Reproduce the data from its very start down through the line containing "143;125;176;162", both ends included. Leave the pictures out of your answer.

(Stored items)
■ ■ ■ ■ ■

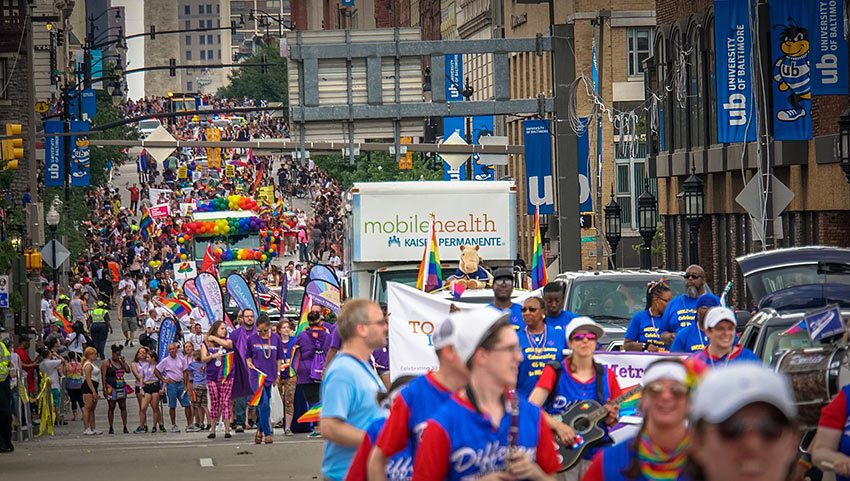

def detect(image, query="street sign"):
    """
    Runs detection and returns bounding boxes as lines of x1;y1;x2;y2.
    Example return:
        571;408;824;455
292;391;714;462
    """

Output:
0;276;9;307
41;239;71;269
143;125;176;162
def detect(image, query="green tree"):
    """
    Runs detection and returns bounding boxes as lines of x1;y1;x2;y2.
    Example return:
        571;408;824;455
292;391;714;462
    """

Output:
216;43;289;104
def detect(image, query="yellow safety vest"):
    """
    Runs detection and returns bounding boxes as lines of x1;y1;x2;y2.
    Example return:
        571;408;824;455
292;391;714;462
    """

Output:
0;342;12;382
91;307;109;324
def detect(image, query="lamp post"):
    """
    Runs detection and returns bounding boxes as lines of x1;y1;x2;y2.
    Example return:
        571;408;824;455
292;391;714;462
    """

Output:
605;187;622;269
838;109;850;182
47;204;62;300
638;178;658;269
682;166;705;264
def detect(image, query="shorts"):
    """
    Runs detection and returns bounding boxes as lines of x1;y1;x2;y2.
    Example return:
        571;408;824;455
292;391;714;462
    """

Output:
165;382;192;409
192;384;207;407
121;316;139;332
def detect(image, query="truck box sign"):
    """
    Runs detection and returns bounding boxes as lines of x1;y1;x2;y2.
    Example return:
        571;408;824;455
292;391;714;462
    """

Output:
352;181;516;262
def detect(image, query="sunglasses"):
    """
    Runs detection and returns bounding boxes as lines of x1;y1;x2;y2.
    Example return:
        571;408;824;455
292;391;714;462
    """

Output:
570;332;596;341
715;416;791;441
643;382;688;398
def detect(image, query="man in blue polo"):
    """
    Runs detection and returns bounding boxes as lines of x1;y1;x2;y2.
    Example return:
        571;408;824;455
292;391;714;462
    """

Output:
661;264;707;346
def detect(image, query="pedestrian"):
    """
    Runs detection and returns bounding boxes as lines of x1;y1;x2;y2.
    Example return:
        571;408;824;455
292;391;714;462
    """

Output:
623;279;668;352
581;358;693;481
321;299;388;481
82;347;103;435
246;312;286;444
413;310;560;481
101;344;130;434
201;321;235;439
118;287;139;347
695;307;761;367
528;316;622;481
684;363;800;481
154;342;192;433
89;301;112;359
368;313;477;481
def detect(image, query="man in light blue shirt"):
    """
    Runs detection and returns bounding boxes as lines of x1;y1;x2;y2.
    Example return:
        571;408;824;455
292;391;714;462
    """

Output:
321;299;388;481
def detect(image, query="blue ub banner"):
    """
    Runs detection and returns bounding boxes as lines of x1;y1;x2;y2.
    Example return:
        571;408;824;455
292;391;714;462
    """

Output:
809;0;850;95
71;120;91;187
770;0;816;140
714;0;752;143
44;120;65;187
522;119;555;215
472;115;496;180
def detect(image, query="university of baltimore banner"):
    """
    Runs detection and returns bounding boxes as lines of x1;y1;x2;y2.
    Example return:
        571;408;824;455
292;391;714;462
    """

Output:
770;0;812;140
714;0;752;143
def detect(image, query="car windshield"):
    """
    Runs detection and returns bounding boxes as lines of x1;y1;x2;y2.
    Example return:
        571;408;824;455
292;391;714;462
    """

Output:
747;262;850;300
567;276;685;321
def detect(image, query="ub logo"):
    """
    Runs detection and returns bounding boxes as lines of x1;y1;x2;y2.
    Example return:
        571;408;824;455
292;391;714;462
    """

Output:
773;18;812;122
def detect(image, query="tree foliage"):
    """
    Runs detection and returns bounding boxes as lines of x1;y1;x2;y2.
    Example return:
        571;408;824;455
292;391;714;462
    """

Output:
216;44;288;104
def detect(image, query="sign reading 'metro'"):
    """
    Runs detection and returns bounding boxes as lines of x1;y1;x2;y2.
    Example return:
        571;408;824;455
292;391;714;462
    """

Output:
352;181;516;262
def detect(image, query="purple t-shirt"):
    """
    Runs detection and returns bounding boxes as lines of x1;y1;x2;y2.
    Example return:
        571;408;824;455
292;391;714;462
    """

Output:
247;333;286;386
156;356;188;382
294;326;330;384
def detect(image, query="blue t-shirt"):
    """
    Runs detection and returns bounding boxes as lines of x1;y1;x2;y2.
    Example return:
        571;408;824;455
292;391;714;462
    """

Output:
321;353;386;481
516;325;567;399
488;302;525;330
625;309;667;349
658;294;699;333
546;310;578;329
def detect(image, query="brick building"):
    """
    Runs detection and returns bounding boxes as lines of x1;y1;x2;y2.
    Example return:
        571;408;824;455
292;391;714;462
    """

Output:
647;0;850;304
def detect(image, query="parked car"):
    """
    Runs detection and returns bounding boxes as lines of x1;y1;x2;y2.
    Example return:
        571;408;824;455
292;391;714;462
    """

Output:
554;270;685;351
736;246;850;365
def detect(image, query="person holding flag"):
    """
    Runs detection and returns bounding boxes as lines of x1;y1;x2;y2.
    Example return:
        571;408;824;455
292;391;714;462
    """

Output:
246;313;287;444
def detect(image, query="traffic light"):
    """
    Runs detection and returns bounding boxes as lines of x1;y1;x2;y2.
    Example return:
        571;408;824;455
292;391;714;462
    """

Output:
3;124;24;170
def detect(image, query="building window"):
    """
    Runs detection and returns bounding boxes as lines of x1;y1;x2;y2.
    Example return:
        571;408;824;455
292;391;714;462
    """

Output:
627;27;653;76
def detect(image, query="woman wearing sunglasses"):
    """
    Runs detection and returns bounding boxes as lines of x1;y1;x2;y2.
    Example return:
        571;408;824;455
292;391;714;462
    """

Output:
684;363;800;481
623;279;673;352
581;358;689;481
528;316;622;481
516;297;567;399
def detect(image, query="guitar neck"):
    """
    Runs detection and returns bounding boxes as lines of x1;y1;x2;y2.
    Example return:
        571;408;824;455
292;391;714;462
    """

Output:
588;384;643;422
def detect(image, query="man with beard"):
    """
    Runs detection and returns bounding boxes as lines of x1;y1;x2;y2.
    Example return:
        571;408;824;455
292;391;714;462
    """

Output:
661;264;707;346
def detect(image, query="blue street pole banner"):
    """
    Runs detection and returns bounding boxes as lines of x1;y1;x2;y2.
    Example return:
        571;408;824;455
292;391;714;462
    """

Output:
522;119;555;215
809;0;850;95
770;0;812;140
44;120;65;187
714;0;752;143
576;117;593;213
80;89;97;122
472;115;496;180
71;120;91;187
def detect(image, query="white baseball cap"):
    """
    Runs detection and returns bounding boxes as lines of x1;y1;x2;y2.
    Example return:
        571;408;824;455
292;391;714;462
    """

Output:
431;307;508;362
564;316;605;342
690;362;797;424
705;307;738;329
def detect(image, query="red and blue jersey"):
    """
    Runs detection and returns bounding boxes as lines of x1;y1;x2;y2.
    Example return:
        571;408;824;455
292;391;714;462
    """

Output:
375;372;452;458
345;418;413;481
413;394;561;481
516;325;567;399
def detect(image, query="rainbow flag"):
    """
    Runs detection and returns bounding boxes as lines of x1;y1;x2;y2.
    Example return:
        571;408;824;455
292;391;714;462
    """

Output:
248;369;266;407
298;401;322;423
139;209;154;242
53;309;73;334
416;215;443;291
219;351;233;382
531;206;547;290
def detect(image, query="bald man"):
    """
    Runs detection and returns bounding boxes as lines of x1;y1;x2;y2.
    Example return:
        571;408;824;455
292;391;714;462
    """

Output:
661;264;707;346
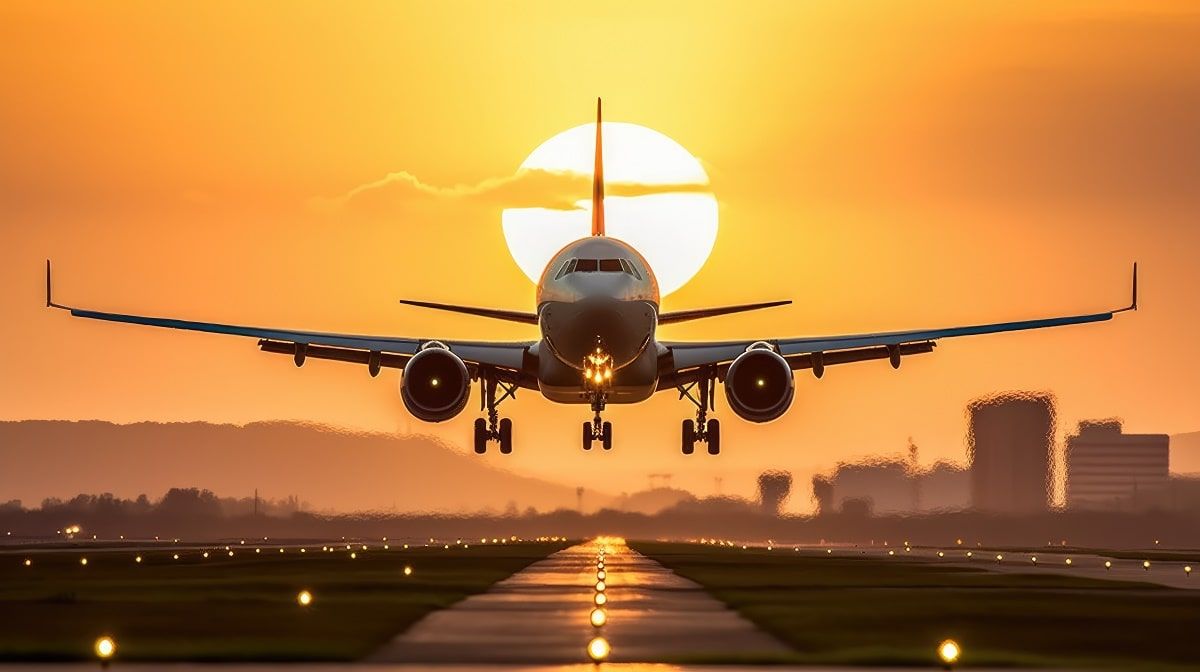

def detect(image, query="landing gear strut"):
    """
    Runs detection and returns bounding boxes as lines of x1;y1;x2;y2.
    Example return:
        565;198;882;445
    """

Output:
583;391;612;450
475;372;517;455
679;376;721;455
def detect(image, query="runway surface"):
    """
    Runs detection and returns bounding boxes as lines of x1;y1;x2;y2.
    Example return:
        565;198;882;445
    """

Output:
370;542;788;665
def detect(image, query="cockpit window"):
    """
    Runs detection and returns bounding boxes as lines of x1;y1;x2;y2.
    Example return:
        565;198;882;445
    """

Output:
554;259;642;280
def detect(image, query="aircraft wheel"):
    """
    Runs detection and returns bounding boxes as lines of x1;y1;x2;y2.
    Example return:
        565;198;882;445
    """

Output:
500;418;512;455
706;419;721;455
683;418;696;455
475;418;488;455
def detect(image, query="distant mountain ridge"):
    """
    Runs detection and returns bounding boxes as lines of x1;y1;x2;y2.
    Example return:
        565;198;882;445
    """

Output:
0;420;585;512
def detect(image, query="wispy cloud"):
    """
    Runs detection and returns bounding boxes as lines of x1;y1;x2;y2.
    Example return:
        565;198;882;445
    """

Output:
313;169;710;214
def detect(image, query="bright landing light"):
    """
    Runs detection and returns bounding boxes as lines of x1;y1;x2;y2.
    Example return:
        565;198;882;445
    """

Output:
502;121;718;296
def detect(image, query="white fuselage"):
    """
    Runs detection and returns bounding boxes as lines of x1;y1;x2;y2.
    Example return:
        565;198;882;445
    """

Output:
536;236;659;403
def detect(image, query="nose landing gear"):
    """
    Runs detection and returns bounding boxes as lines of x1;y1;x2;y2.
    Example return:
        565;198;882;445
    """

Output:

■ ■ ■ ■ ■

**Exercise solution:**
def detect(image, query="street sign"):
    """
    Runs detection and returns bounding boxes as lines of x1;y1;x2;y2.
    Example return:
        571;408;824;455
292;391;714;462
    """

Output:
0;276;9;307
41;239;71;269
143;125;176;162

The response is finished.